• **CONSIGNE DE TRAVAIL**: Réécrivez la partie du texte sur le conflit entre assureurs et réparateurs située entre « En réaction à » et « de l’Assemblée nationale. », inclus, en remplaçant « plusieurs députés » par « un groupe de parlementaires ».

• **EXTRAIT DU TEXTE**:

========

Du côté des compagnies d’assurance, on dénonce une recrudescence des fraudes et pratiques abusives chez certains réparateurs, notamment hors agrément. A contrario, ces derniers brandissent la liberté du choix des clients inscrite dans la loi, et leur droit à fixer librement leurs prix.

Ce conflit fait rage sur le front de la communication et se traduit sur le terrain par des tensions grandissantes. De nombreux acteurs du marché rapportent des abus d’experts automobiles et d’assureurs qui amputent arbitrairement les factures de réparation jusqu’à 30 %, tout en retardant volontairement les remboursements. Ces pratiques ont notamment conduit à la liquidation judiciaire d’Élite Pare- Brise, prononcée le 10 janvier 2025 après une tentative de redressement judiciaire entamée quelques mois plus tôt.

Au total, 150 salariés sont directement touchés par ce bras de fer commercial. De leur côté, les compagnies d’assurances accusent les réparateurs non agréés de gonfler artificiellement leurs tarifs pour financer des cadeaux destinés à attirer les clients : trottinettes, télévisions, chèques-cadeaux de montants parfois importants.

En réaction à ces dérives, une proposition de loi contre la surfacturation avait été déposée par plusieurs députés en septembre 2023. Toutefois, cette tentative de régulation, suspectée d’être influencée par le lobby des assurances, a été abandonnée après la dissolution de l’Assemblée nationale.

========

• **DONNÉES FOURNIES**:

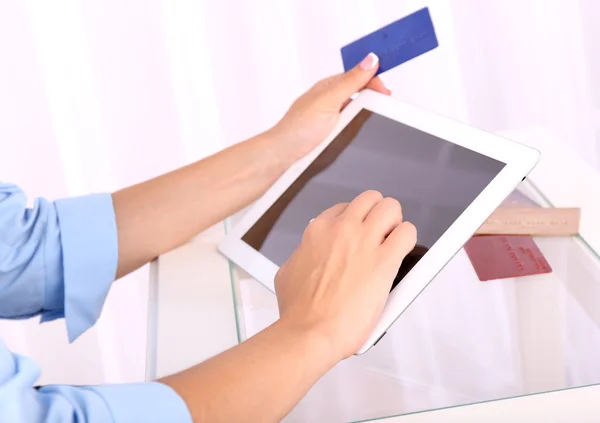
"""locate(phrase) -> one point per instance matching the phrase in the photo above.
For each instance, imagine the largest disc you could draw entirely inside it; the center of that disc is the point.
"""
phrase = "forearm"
(160, 214)
(260, 380)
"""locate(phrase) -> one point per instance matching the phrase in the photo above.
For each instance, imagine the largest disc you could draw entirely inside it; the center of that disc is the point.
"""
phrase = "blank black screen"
(434, 180)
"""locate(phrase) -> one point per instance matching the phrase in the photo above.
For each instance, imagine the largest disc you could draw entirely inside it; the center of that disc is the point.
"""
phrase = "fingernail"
(369, 62)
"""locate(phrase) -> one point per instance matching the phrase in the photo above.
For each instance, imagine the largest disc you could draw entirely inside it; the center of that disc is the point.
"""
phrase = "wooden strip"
(532, 221)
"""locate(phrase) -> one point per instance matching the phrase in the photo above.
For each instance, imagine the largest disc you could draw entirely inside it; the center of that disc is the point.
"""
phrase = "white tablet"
(449, 178)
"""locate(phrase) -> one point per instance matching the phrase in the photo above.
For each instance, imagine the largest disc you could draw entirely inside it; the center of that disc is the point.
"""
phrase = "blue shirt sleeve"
(57, 259)
(20, 402)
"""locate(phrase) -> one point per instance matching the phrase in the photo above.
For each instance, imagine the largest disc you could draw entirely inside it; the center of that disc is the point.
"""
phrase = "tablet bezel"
(519, 160)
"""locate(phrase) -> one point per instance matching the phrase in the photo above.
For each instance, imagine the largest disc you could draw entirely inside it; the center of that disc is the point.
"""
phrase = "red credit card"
(501, 257)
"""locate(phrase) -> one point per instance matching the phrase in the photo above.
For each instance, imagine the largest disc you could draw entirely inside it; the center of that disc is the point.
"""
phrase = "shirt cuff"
(88, 234)
(144, 402)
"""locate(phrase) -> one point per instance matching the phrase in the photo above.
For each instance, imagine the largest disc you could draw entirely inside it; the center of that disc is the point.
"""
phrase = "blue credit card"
(395, 43)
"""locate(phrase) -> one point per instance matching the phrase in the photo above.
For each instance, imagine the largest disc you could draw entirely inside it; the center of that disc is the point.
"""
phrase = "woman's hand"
(313, 116)
(336, 283)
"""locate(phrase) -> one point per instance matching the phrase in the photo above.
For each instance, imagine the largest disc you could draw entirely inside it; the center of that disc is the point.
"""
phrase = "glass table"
(461, 342)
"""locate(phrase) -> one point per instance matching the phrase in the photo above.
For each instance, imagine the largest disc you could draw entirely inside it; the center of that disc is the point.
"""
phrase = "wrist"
(313, 343)
(282, 149)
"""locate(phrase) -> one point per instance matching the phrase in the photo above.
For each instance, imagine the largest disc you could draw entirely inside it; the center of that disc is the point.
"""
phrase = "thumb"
(355, 79)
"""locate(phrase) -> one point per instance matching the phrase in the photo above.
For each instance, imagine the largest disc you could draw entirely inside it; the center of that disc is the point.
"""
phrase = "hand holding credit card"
(395, 43)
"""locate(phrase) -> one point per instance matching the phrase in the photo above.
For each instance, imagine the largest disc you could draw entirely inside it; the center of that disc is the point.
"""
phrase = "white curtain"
(97, 95)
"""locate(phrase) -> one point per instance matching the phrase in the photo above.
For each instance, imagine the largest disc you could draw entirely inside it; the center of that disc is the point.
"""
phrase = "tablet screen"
(434, 180)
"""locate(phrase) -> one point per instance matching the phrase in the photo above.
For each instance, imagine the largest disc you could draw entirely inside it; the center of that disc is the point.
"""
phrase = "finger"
(334, 211)
(383, 218)
(376, 84)
(362, 205)
(351, 82)
(401, 241)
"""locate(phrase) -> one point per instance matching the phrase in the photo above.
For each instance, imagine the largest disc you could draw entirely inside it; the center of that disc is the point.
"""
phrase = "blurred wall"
(97, 95)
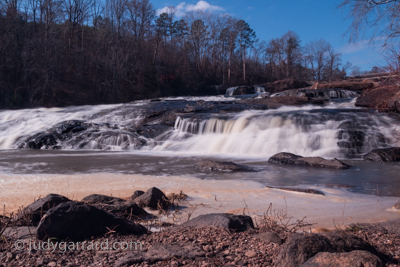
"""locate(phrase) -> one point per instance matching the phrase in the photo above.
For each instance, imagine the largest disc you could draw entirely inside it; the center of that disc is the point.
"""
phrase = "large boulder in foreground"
(354, 258)
(221, 166)
(285, 158)
(384, 155)
(221, 220)
(301, 247)
(35, 211)
(154, 199)
(77, 221)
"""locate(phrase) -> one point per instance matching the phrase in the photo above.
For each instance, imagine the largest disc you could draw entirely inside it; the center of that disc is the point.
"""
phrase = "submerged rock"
(77, 221)
(34, 212)
(154, 199)
(222, 220)
(221, 166)
(384, 155)
(292, 159)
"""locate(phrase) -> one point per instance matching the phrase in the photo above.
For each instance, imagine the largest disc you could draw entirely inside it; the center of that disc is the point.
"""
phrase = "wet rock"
(301, 247)
(20, 232)
(319, 93)
(284, 158)
(354, 86)
(162, 252)
(137, 194)
(221, 166)
(77, 221)
(269, 237)
(33, 213)
(282, 85)
(350, 259)
(154, 199)
(382, 98)
(221, 220)
(384, 155)
(102, 199)
(301, 190)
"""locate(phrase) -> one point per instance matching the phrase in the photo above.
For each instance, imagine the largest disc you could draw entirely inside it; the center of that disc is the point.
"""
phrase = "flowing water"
(108, 143)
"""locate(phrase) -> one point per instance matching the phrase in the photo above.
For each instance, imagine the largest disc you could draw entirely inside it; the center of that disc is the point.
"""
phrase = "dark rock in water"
(221, 166)
(77, 221)
(301, 247)
(20, 232)
(319, 93)
(384, 155)
(292, 159)
(154, 199)
(33, 213)
(162, 252)
(269, 237)
(137, 194)
(125, 209)
(349, 259)
(282, 85)
(280, 101)
(102, 199)
(301, 190)
(222, 220)
(382, 98)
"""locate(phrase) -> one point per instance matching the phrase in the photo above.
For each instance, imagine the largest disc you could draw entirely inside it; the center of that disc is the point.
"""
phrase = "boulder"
(154, 199)
(102, 199)
(354, 86)
(162, 252)
(221, 166)
(382, 98)
(221, 220)
(33, 213)
(384, 155)
(136, 194)
(282, 85)
(301, 247)
(284, 158)
(356, 258)
(77, 221)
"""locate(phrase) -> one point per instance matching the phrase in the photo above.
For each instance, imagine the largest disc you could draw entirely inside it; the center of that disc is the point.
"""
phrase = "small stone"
(250, 254)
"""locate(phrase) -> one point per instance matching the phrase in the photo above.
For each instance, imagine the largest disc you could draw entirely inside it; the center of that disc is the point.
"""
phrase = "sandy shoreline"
(337, 207)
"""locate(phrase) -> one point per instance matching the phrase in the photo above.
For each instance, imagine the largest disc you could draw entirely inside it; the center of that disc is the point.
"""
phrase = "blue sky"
(310, 19)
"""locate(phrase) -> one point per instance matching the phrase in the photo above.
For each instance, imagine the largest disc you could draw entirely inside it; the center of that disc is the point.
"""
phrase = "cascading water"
(305, 131)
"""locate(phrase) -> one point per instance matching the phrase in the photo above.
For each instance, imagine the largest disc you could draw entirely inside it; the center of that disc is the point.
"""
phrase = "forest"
(74, 52)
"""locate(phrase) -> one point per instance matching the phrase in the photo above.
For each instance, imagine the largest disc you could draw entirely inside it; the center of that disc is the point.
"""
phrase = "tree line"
(72, 52)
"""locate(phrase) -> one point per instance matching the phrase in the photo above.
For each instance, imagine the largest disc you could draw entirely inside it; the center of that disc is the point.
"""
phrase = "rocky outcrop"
(77, 221)
(319, 93)
(154, 199)
(346, 259)
(382, 98)
(353, 86)
(301, 247)
(34, 212)
(284, 158)
(162, 252)
(282, 85)
(221, 166)
(221, 220)
(384, 155)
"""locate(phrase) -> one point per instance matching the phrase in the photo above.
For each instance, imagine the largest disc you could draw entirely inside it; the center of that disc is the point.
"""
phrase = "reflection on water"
(366, 177)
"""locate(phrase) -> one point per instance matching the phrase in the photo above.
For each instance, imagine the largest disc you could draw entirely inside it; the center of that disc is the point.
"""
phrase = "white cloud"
(182, 8)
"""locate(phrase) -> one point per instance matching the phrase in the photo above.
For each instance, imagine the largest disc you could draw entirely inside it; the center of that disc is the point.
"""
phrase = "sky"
(310, 19)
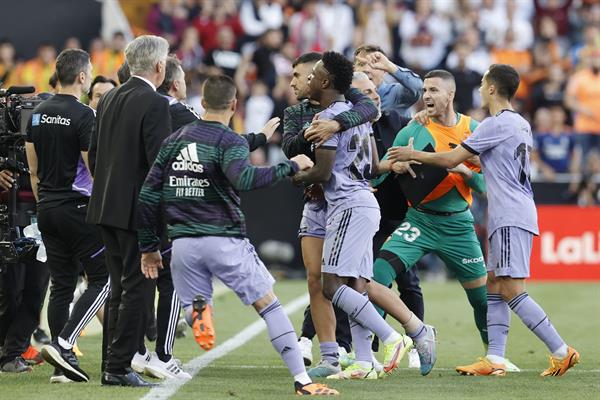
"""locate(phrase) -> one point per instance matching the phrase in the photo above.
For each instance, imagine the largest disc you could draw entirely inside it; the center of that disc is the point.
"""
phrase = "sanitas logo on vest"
(187, 160)
(47, 119)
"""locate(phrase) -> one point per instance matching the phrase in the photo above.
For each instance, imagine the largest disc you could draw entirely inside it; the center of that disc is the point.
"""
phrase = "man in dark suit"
(131, 123)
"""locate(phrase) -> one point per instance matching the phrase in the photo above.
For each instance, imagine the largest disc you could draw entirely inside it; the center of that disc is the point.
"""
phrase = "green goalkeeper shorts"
(451, 237)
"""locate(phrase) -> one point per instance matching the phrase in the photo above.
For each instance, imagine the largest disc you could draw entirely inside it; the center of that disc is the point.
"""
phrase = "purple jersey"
(503, 143)
(349, 183)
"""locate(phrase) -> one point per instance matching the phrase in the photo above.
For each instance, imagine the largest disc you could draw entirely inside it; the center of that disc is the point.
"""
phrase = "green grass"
(255, 372)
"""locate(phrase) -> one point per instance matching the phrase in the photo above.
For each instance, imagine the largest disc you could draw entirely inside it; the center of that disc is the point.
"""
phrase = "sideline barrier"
(568, 247)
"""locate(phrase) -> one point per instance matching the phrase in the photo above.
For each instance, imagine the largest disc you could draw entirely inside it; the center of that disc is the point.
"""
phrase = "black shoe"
(131, 378)
(64, 360)
(16, 366)
(40, 336)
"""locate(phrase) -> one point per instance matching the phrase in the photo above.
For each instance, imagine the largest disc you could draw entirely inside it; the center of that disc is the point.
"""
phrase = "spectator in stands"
(257, 16)
(264, 57)
(108, 59)
(37, 71)
(467, 80)
(555, 147)
(190, 51)
(225, 58)
(99, 86)
(7, 62)
(215, 15)
(167, 19)
(478, 57)
(336, 17)
(555, 10)
(425, 35)
(306, 29)
(375, 28)
(550, 91)
(583, 99)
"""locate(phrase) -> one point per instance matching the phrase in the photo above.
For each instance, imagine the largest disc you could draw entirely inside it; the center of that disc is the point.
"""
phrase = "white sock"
(303, 378)
(64, 344)
(561, 352)
(364, 364)
(495, 359)
(394, 336)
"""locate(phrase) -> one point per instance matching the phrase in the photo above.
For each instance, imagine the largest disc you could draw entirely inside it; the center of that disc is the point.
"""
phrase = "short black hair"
(218, 91)
(440, 73)
(505, 78)
(311, 57)
(123, 73)
(100, 79)
(171, 71)
(53, 81)
(340, 68)
(70, 63)
(368, 48)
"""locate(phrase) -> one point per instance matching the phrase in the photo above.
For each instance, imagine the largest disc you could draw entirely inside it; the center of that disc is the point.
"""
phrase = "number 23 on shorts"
(407, 232)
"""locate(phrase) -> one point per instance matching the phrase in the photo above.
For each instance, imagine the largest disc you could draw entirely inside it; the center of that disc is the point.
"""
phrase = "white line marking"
(170, 387)
(571, 371)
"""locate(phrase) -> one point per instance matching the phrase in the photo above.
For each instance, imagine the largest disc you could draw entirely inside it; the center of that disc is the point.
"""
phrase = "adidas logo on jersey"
(187, 160)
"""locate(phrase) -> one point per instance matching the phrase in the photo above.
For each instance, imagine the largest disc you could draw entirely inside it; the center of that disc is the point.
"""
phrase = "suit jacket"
(132, 121)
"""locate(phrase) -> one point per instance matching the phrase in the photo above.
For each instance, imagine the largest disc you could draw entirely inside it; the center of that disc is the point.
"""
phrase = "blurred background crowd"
(554, 44)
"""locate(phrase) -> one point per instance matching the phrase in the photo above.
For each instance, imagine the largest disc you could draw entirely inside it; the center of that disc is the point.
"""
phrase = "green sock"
(384, 274)
(478, 299)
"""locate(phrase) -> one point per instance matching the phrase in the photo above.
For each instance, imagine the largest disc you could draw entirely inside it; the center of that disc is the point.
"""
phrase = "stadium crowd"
(554, 44)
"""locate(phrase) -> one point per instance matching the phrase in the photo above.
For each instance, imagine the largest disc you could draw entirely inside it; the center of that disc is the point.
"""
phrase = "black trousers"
(72, 245)
(22, 291)
(167, 311)
(342, 328)
(130, 295)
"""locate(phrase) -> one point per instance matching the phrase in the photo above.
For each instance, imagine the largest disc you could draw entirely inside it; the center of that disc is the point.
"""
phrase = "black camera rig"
(15, 112)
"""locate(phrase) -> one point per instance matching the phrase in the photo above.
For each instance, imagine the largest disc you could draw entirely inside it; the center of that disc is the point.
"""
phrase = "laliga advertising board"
(568, 247)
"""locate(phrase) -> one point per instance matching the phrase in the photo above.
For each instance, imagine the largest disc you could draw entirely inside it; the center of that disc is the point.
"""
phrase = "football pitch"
(254, 370)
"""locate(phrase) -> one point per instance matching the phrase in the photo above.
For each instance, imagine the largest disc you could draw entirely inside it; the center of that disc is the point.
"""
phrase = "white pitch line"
(571, 371)
(170, 387)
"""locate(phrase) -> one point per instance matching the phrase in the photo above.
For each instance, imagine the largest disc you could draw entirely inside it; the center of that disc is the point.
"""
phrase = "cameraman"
(58, 137)
(22, 290)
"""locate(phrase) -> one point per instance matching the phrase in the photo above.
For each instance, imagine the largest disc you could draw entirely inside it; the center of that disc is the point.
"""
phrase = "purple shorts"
(510, 252)
(348, 247)
(196, 260)
(314, 219)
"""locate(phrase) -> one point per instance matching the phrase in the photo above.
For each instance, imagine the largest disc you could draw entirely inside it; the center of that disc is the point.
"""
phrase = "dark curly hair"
(340, 68)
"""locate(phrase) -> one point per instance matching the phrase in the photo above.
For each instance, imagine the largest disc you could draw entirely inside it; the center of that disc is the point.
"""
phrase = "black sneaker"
(16, 366)
(40, 336)
(64, 360)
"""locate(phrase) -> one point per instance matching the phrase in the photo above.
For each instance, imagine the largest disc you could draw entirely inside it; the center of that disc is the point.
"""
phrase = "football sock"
(360, 309)
(283, 338)
(415, 328)
(478, 300)
(329, 352)
(534, 317)
(361, 339)
(385, 274)
(498, 320)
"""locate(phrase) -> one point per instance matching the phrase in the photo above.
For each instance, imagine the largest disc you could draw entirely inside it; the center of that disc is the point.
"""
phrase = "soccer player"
(197, 176)
(444, 213)
(504, 142)
(344, 164)
(319, 317)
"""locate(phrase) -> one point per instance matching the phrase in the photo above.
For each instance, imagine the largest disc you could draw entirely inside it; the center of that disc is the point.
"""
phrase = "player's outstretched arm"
(321, 171)
(447, 159)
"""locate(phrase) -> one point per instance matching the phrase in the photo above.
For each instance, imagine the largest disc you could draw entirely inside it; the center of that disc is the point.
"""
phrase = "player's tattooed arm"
(447, 159)
(321, 171)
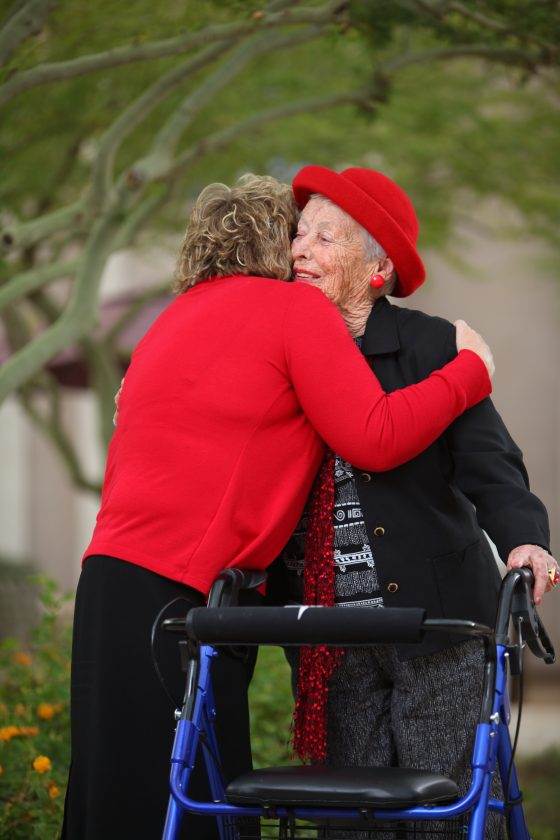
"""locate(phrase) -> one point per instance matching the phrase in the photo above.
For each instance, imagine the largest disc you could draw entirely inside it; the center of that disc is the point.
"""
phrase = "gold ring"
(553, 576)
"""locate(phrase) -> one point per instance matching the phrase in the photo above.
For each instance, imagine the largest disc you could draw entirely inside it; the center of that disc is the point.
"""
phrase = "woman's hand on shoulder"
(117, 397)
(469, 339)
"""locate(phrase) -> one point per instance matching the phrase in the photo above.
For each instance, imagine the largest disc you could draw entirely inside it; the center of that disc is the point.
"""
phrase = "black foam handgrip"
(304, 625)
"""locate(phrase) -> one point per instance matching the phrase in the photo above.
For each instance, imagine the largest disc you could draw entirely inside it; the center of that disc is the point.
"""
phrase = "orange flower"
(45, 711)
(42, 764)
(28, 730)
(8, 732)
(22, 658)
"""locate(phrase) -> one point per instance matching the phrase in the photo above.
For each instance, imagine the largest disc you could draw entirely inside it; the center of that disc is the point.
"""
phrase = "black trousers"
(121, 719)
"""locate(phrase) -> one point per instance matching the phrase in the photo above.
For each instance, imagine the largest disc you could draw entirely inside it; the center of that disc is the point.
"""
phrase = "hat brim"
(370, 215)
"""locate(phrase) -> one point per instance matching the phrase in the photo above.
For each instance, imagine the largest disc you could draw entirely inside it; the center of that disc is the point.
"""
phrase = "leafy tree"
(115, 115)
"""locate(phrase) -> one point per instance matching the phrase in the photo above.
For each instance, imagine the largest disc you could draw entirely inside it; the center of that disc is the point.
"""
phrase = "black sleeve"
(489, 471)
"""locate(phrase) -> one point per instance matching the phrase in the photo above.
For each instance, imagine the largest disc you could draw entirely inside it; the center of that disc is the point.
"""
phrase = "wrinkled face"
(328, 251)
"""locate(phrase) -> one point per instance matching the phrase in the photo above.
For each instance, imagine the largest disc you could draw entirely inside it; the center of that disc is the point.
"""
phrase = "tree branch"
(221, 138)
(78, 317)
(502, 55)
(28, 281)
(45, 73)
(53, 429)
(160, 157)
(135, 307)
(27, 233)
(136, 112)
(25, 22)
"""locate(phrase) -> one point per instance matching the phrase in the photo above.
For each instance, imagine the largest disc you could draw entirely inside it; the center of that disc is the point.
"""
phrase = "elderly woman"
(411, 536)
(223, 419)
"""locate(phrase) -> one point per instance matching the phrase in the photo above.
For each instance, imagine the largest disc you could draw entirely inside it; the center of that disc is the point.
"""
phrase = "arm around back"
(344, 401)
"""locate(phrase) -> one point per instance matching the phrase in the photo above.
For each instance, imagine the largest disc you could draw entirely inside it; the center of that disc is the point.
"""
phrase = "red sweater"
(223, 415)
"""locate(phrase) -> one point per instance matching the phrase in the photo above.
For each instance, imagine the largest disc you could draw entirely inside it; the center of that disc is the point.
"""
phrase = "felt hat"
(378, 205)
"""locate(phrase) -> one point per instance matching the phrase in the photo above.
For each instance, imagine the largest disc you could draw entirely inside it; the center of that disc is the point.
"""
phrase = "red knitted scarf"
(317, 664)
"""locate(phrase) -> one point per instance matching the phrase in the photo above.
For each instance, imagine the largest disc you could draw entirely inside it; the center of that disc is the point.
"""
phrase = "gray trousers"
(420, 713)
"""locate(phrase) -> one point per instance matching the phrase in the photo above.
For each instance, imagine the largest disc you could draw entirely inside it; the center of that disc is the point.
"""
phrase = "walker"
(293, 802)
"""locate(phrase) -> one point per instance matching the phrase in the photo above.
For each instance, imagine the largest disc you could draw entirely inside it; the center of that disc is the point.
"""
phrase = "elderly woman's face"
(328, 251)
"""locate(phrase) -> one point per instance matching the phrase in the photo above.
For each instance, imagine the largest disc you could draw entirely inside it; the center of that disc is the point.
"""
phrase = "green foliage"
(539, 779)
(271, 705)
(34, 725)
(450, 132)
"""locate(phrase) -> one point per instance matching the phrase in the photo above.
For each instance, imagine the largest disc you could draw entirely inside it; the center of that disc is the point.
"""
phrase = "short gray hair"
(372, 249)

========

• **RÉSULTAT OBTENU**:
En réaction à ces dérives, une proposition de loi contre la surfacturation avait été déposée par un groupe de parlementaires en septembre 2023. Toutefois, cette tentative de régulation, suspectée d’être influencée par le lobby des assurances, a été abandonnée après la dissolution de l’Assemblée nationale.